■ What you need to do: Retype the records below exactly as they appear.

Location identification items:
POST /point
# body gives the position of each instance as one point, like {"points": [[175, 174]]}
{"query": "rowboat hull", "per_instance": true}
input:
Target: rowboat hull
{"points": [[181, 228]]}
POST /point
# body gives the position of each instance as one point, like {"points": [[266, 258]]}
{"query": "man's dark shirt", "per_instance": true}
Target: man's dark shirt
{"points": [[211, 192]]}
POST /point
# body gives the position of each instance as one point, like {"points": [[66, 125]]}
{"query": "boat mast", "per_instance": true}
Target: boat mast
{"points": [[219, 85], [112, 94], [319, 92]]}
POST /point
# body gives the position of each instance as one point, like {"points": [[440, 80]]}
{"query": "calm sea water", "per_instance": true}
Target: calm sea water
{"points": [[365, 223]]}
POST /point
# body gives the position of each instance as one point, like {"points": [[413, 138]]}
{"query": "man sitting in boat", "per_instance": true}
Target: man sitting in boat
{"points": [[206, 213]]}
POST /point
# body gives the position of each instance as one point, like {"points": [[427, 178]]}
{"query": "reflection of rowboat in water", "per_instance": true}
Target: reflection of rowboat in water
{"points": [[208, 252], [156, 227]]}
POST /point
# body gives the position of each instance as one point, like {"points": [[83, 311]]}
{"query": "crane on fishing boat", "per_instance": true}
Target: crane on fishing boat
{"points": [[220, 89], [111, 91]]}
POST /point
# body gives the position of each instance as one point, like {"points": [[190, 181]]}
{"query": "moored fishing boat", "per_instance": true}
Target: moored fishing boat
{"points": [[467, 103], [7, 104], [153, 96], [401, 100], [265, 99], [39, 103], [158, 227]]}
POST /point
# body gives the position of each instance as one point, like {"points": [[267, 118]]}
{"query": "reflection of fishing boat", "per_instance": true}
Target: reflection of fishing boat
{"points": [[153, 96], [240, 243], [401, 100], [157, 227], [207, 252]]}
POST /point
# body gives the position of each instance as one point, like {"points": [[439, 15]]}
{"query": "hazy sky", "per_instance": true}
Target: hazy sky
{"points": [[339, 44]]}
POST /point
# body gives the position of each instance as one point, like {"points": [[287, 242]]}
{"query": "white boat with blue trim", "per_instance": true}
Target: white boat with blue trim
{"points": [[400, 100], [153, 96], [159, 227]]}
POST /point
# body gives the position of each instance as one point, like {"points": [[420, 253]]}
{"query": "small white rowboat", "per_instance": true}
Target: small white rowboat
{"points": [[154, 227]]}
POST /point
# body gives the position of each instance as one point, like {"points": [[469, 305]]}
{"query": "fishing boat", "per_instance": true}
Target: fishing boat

■ Output of the exercise:
POST /point
# body gives the position of each instance as one point, like {"points": [[175, 174]]}
{"query": "rowboat hull", "per_instance": true}
input:
Target: rowboat hull
{"points": [[181, 228]]}
POST /point
# body gives the position of each instance as one point, like {"points": [[266, 258]]}
{"query": "man's dark shirt", "per_instance": true}
Target: man's dark shirt
{"points": [[211, 192]]}
POST /point
# body gives the position of each instance as one point, like {"points": [[66, 125]]}
{"query": "boat mast", "per_instance": true}
Target: boat mast
{"points": [[219, 85], [112, 94], [319, 92]]}
POST /point
# body gives the position of each instance as one point, like {"points": [[440, 80]]}
{"query": "calm sea water", "per_instance": true}
Target: calm sea water
{"points": [[365, 223]]}
POST /point
# body gives the position of each instance as one point, like {"points": [[413, 138]]}
{"query": "man sitting in boat", "per_instance": true}
Target: man sitting in boat
{"points": [[206, 213]]}
POST /point
# body gives the position of each instance as one point, like {"points": [[427, 178]]}
{"query": "reflection of rowboat in water", "per_instance": true}
Target: reflection of rowboat in water
{"points": [[208, 252], [156, 227]]}
POST /point
# body gives the position of each instance as one point, like {"points": [[83, 311]]}
{"query": "crane on fishing boat", "per_instance": true}
Target: crane on fishing boat
{"points": [[220, 89], [111, 91]]}
POST /point
# body gives the position of each instance as one point, like {"points": [[190, 181]]}
{"query": "moored fishing boat", "per_instance": true}
Target: moored fishing boat
{"points": [[467, 103], [7, 104], [153, 96], [401, 100], [265, 99], [39, 103], [158, 227]]}
POST /point
# body gives the position of each instance as one point, like {"points": [[267, 118]]}
{"query": "reflection of fishing boat", "per_instance": true}
Target: reflection of fishing boat
{"points": [[153, 96], [240, 243], [401, 100], [157, 227], [207, 252]]}
POST /point
# body gives the position of each instance as one point, like {"points": [[439, 15]]}
{"query": "hazy sky", "per_instance": true}
Target: hazy sky
{"points": [[339, 44]]}
POST /point
# body gives the position of each instance as one point, like {"points": [[287, 242]]}
{"query": "white boat with blue trim", "per_instance": true}
Target: white boat with blue trim
{"points": [[400, 100], [153, 96], [159, 227]]}
POST /point
# body gives the position of each instance as one point, like {"points": [[420, 253]]}
{"query": "small white rowboat", "per_instance": true}
Target: small white rowboat
{"points": [[154, 227]]}
POST /point
# body gives the position of each instance as one point, like {"points": [[469, 305]]}
{"query": "fishing boat", "per_instance": true}
Target: fishing boat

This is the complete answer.